Page text:
**********

While more companies and organizations are starting to see the potential power of a branded podcast series, these projects very often do not succeed. They are launched with great fanfare, but then fail to find a real audience and are soon abandoned. Frequently, this is because of a single, crucial question left unasked at the beginning of the project. That all-important question is this:
“How do we make this good?”
This may seem childishly simple and uncomfortably subjective – who am I to say what someone else will think is good? – but for a podcast series, the meaning of “good” is clear, specific, and measurable. A good podcast is one that people want to listen to. Far too often, companies producing a branded podcast series fail to hit this mark because they pay a lot of attention to themselves and surprisingly little attention to their audience.
Here’s how it usually goes: Someone in the organization notices the brand-building and engagement power that a podcast series could have, and convinces the team to take a stab at it. They secure a budget and a deadline, and someone nominates themselves to be the host. Equipment is purchased, and recordings are conducted. These are almost always interviews, often with fellow staff, board members, vendors, or maybe customers. They are lightly edited, a title is chosen, a logo ginned up, and then the series is launched on the company’s social media feeds and in an eBlast.
The first episode has a listenership in the hundreds – all of which are the organization’s staff, board, partners, and vendors. By episode three, that listenership is down to a few dozen stalwarts, mostly the guest’s immediate circle and some vendors who are hoping their loyalty will help them get a new contract. By episode six, the listenership is down to just the production staff and the Marketing Department Intern’s roommate. There is no episode eight.
And then the decision is made: “We did everything right! We bought a good microphone. We had our best partners as guests. We formatted the logo properly. We published to Spotify… and no one listened. Clearly, podcasting is not for us.” And an organization that could have benefited tremendously from a good podcast gives up on the medium entirely and forever.
So where did they go wrong? Throughout that process, they asked questions that covered ground from logistics to finance to marketing, but they never considered the desires of their audience or the creative questions that would have helped them fulfill those desires. To put it another way, they spent a lot of time considering how to make the podcast easy – how the workflow should be structured, who should be doing the work, and so forth – but almost no time considering how to make it good.
At the beginning of a podcasting project, consider this: a good podcast, like any good piece of media, is all of these four things:
- Clear: you, the listener, understand what is being said and why and how you are supposed to feel about it. Few things are more off-putting to an audience than jargon they don’t understand, dialogue they can’t follow, or uncertainty about whether something was meant to be serious or funny.
- Informative: it teaches you something that you are interested to know. This might be what the latest trends are in the real estate market or who won the war of 1812 or who committed the murder in the library; but whatever it is, you are leaving every episode with information you did not possess when you began it.
- Entertaining: it feels like time well spent. You are listening to people you want to listen to, who are saying interesting things in a pleasant sonic environment.
- Surprising: it presents things in a way you haven’t heard before. Shows that are closely like other shows are forgettable and soon forgotten.

**********

Supplied information:
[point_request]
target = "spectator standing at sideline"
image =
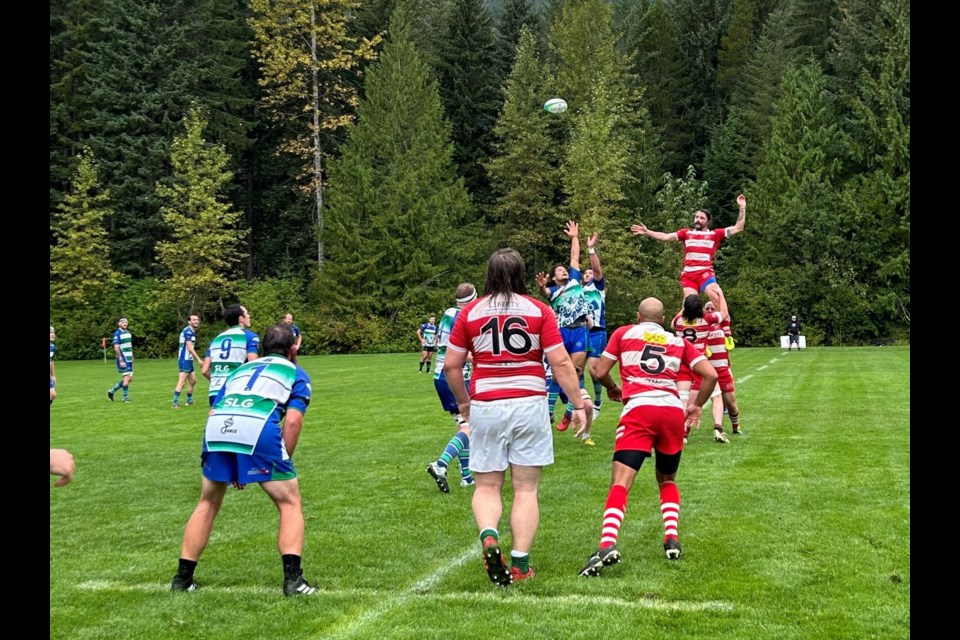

**********

Jobs:
(a) From the branded podcast text, reproduce word for word the stretch from "- Entertaining: it" through "pleasant sonic environment.".
(b) Answer these questions from the branded podcast text:
(i) By episode six, who is still listening to the series?
(ii) What is the crucial question that is frequently left unasked at the start of a project?
(iii) What four qualities does a good podcast have?
(c) According to the branded podcast text, why do companies producing a branded podcast series so often fail to make one that people want to listen to? Explain in one to three sentences.

The replies:
(a)
- Entertaining: it feels like time well spent. You are listening to people you want to listen to, who are saying interesting things in a pleasant sonic environment.

(b)
(i) Only the production staff and the Marketing Department Intern's roommate.
(ii) "How do we make this good?"
(iii) It is clear, informative, entertaining, and surprising.

(c) They pay a lot of attention to themselves and surprisingly little to their audience. They ask questions about logistics, finance, and marketing but never consider what their audience wants or the creative questions that would help them provide it. In other words, they spend their time making the podcast easy rather than making it good.